*Text block*
▬▬▬▬▬▬▬▬▬▬
Karthik Nayak Jan. 19, 2024, 2:27 p.m. UTC

The `is_pseudoref_syntax()` function is used to determine if a
particular refname follows the pseudoref syntax. The pseudoref syntax is
loosely defined at this instance as all refs which are in caps and use
underscores. Most of the pseudorefs also have the "HEAD" suffix.

Using this information we make the `is_pseudoref_syntax()` function
stricter, by adding the check for "HEAD" suffix and for refs which don't
end with the HEAD suffix, matching them with a predetermined list.

This requires fixing up t1407 to use the "HEAD" suffix for creation of
pseudorefs.
▬▬▬▬▬▬▬▬▬▬
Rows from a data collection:
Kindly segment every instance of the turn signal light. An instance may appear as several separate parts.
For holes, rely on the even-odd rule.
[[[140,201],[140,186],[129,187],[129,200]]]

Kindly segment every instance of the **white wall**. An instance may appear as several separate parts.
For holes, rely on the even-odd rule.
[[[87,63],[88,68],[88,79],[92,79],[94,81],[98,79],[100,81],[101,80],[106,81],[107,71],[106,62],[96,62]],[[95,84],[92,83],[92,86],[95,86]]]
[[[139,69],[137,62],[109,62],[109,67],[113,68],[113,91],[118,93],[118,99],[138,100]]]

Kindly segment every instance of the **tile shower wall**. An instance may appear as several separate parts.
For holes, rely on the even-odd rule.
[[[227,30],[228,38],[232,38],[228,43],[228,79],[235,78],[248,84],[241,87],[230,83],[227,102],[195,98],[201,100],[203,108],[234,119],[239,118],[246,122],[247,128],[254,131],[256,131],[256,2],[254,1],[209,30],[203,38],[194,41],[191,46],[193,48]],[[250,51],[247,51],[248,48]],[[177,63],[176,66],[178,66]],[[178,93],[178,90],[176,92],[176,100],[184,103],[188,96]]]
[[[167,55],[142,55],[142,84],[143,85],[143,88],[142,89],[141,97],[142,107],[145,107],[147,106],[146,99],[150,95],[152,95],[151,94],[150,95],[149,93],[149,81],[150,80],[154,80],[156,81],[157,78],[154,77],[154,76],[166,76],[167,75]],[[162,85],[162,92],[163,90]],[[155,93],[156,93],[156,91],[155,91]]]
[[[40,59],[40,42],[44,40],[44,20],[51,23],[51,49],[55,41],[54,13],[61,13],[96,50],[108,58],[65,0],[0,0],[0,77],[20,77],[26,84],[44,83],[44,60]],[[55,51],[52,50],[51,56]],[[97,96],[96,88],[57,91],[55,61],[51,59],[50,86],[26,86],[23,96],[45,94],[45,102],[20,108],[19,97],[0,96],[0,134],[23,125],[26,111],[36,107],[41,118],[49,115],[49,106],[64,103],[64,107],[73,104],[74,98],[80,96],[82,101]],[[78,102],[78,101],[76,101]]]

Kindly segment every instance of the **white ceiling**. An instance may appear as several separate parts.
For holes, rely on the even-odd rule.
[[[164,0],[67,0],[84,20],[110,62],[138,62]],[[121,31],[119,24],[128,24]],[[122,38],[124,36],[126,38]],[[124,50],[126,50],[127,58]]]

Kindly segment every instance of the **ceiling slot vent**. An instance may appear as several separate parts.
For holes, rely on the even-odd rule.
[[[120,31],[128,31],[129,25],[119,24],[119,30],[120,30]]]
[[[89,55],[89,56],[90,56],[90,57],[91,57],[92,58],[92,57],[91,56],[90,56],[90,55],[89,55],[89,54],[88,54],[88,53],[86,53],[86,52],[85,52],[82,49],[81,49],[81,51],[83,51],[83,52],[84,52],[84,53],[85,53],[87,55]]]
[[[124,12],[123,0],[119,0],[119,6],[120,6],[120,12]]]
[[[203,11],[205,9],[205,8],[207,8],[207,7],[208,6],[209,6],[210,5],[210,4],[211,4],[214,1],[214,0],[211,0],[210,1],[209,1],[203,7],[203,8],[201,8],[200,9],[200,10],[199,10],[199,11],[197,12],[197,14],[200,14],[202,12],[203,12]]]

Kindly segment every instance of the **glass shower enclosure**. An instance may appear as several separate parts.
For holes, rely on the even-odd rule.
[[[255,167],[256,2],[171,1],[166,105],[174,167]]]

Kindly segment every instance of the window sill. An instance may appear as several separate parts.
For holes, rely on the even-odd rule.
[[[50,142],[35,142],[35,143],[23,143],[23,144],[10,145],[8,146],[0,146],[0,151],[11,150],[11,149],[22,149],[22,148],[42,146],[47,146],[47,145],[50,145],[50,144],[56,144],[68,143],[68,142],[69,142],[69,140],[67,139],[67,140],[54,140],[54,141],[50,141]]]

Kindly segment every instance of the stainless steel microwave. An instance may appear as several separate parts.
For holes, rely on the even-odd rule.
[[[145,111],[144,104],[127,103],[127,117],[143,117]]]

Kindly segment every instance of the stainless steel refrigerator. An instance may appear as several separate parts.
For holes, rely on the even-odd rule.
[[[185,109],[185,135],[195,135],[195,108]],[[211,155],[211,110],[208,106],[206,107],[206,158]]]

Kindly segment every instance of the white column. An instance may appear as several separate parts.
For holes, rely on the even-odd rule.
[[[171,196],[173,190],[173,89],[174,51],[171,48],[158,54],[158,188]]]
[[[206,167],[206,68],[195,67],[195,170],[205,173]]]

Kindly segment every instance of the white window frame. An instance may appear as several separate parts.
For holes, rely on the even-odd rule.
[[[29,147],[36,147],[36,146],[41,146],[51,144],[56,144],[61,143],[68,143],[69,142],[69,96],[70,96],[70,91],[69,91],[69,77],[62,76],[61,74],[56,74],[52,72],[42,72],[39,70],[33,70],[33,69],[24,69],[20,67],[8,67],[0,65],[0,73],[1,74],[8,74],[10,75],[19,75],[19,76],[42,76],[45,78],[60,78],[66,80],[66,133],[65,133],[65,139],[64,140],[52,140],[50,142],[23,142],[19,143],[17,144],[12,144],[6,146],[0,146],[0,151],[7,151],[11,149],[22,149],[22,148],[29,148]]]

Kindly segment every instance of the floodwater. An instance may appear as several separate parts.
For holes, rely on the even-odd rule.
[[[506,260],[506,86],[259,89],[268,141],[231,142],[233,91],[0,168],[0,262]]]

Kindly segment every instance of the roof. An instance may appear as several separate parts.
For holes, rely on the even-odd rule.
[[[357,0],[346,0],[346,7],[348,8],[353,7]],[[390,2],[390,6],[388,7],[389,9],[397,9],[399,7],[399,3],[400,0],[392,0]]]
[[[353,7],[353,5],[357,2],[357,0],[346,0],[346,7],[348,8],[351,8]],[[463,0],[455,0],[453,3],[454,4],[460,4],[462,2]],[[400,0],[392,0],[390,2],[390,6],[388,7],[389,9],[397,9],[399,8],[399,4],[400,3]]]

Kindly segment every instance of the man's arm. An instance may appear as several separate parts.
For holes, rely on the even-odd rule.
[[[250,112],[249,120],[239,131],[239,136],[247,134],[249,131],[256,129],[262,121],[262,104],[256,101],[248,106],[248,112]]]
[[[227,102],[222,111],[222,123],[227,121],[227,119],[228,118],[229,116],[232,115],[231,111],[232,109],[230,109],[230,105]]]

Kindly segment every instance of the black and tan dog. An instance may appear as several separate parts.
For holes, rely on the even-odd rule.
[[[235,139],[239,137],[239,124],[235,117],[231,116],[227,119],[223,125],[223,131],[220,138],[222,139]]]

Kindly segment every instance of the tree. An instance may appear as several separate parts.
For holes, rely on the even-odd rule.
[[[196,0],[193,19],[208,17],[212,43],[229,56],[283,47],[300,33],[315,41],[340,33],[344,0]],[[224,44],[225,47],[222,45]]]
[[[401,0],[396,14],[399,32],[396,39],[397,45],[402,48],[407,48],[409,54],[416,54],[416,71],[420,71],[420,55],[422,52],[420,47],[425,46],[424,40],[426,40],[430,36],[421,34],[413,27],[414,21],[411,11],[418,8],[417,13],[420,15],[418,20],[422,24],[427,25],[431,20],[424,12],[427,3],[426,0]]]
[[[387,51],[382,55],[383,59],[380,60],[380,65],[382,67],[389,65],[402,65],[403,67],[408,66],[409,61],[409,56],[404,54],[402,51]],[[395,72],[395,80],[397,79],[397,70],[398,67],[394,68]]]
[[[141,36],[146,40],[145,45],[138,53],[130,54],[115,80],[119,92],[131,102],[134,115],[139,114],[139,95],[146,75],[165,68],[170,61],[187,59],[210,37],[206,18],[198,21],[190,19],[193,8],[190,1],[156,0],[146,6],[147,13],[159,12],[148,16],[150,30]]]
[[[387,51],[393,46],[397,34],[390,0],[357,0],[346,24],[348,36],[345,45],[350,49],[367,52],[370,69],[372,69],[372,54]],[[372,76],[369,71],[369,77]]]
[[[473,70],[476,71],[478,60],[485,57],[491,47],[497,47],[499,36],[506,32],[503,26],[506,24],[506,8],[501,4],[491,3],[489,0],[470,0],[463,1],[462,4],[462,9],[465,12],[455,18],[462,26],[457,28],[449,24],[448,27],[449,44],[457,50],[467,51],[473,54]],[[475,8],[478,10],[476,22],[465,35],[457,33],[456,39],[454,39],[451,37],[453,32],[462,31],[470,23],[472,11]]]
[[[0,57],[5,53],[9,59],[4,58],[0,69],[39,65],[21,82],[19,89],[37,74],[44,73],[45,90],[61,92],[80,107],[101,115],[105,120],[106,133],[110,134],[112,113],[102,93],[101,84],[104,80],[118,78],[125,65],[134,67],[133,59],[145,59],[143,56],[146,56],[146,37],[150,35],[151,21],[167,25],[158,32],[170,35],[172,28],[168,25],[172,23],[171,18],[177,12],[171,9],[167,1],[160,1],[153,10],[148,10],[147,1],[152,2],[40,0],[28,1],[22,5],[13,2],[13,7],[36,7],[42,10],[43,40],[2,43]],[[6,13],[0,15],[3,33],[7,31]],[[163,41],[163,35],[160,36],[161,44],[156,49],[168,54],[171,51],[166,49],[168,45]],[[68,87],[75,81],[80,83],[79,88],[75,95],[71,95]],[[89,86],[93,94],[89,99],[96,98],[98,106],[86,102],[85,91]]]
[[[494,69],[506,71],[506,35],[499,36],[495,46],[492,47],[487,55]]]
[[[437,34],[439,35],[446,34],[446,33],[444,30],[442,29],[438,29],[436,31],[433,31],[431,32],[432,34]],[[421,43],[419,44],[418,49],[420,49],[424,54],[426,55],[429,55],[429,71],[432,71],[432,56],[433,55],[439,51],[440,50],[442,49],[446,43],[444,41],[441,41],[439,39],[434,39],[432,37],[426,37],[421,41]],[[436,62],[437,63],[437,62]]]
▬▬▬▬▬▬▬▬▬▬
*Required tasks*
• 1. In the rows, edit the stretch from the line containing "Kindly segment every instance of the white column." through the line containing "[[[206,167],[206,68],[195,67],[195,170],[205,173]]]" by replacing "white column" with "gray column". Return only those lines, with everything else unchanged.
• 2. Pick up the text about the is_pseudoref_syntax() function and continue writing from its last sentence.
These rows have no connection to the text about the is_pseudoref_syntax() function.

*Task-by-task answers*
• 1.
Kindly segment every instance of the gray column. An instance may appear as several separate parts.
For holes, rely on the even-odd rule.
[[[171,196],[173,190],[173,89],[174,51],[171,48],[158,54],[158,188]]]
[[[206,167],[206,68],[195,67],[195,170],[205,173]]]

• 2.
Signed-off-by: Karthik Nayak <karthik.188@gmail.com>
---
 refs.c                        | 21 ++++++++++++++++++---
 t/t1407-worktree-ref-store.sh | 12 ++++++------
 2 files changed, 24 insertions(+), 9 deletions(-)

Junio C Hamano Jan. 19, 2024, 8:44 p.m. UTC | #1

Karthik Nayak <karthik.188@gmail.com> writes:

> Using this information we make the `is_pseudoref_syntax()` function
> stricter, by adding the check for "HEAD" suffix and for refs which don't
> end with the HEAD suffix, matching them with a predetermined list.

OK, so this partly answers my question on the previous step.  Before
making it more strict, the function worked only on the "syntax", so
a random string that can be a pseudo ref passed the check.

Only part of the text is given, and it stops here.